== THE TASK ==
Identify every line of the data that contains the string "vegetation" and copy each one out. Treat uppercase and lowercase as different.

-- SOURCE DATA start --

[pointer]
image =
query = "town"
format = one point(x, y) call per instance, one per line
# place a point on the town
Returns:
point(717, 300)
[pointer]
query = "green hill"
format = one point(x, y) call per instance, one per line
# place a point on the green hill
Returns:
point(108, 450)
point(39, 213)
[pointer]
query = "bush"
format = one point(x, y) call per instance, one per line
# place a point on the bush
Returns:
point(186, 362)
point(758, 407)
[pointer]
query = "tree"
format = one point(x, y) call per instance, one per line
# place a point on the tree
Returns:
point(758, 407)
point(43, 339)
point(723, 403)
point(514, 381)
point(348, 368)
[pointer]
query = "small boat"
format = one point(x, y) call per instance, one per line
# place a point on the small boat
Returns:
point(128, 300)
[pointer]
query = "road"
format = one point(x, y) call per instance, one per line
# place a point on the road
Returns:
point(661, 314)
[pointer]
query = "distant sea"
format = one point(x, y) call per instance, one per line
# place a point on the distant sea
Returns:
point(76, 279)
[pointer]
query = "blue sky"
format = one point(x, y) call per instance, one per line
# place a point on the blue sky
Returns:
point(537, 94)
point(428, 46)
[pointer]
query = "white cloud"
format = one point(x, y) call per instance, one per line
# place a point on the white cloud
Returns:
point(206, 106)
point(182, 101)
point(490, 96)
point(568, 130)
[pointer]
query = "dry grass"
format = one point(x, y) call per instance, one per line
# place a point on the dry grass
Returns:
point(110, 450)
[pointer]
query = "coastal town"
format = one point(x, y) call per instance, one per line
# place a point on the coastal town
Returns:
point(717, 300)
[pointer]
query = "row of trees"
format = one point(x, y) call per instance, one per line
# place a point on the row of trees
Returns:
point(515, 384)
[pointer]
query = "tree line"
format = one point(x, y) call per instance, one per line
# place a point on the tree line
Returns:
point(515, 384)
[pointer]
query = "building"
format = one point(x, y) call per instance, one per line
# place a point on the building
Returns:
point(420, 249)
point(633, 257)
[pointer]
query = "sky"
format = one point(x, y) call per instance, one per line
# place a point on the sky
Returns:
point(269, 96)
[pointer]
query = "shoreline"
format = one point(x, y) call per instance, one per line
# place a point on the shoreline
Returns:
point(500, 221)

-- SOURCE DATA end --
-- SOURCE DATA start --

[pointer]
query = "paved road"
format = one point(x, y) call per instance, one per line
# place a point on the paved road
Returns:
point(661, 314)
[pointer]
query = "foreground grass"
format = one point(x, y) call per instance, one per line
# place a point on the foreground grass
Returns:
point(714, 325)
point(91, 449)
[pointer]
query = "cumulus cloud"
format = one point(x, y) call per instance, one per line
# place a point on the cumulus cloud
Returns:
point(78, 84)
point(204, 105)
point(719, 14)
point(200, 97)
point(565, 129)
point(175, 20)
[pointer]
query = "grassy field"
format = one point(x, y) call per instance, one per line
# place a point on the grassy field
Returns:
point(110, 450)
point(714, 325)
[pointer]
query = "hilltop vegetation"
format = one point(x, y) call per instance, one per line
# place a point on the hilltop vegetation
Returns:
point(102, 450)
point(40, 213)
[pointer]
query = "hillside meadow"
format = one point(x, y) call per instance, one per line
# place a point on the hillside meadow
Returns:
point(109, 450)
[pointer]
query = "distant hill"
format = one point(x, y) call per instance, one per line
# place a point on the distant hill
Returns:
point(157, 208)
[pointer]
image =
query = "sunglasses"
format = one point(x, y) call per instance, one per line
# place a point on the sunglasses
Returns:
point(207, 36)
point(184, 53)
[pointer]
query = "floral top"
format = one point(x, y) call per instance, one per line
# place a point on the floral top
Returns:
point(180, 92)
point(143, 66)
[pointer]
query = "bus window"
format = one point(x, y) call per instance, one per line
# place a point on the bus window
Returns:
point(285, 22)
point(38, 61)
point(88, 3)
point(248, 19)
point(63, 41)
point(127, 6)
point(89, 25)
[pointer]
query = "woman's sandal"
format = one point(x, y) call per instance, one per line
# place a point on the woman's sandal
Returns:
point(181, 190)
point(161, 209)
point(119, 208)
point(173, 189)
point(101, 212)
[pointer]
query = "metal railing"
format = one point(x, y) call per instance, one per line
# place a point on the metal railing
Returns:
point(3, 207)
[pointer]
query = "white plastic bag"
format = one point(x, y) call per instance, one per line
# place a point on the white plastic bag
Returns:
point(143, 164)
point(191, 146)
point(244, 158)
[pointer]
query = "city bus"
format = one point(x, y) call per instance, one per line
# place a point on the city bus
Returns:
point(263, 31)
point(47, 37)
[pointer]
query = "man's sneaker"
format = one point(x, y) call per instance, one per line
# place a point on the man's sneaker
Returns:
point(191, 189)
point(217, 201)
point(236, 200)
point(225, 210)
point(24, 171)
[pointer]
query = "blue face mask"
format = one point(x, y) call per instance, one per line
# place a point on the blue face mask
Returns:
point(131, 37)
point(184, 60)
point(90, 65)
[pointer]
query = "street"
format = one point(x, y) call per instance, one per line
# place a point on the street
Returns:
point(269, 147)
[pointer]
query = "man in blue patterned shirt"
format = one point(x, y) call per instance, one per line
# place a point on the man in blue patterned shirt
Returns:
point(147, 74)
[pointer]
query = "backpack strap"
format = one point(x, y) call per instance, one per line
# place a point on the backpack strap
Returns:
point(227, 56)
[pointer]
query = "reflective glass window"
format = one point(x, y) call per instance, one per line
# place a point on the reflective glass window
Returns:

-- SOURCE DATA end --

== COMPLETED EXERCISE ==
query = "hilltop vegetation"
# place a point on the hilltop vegetation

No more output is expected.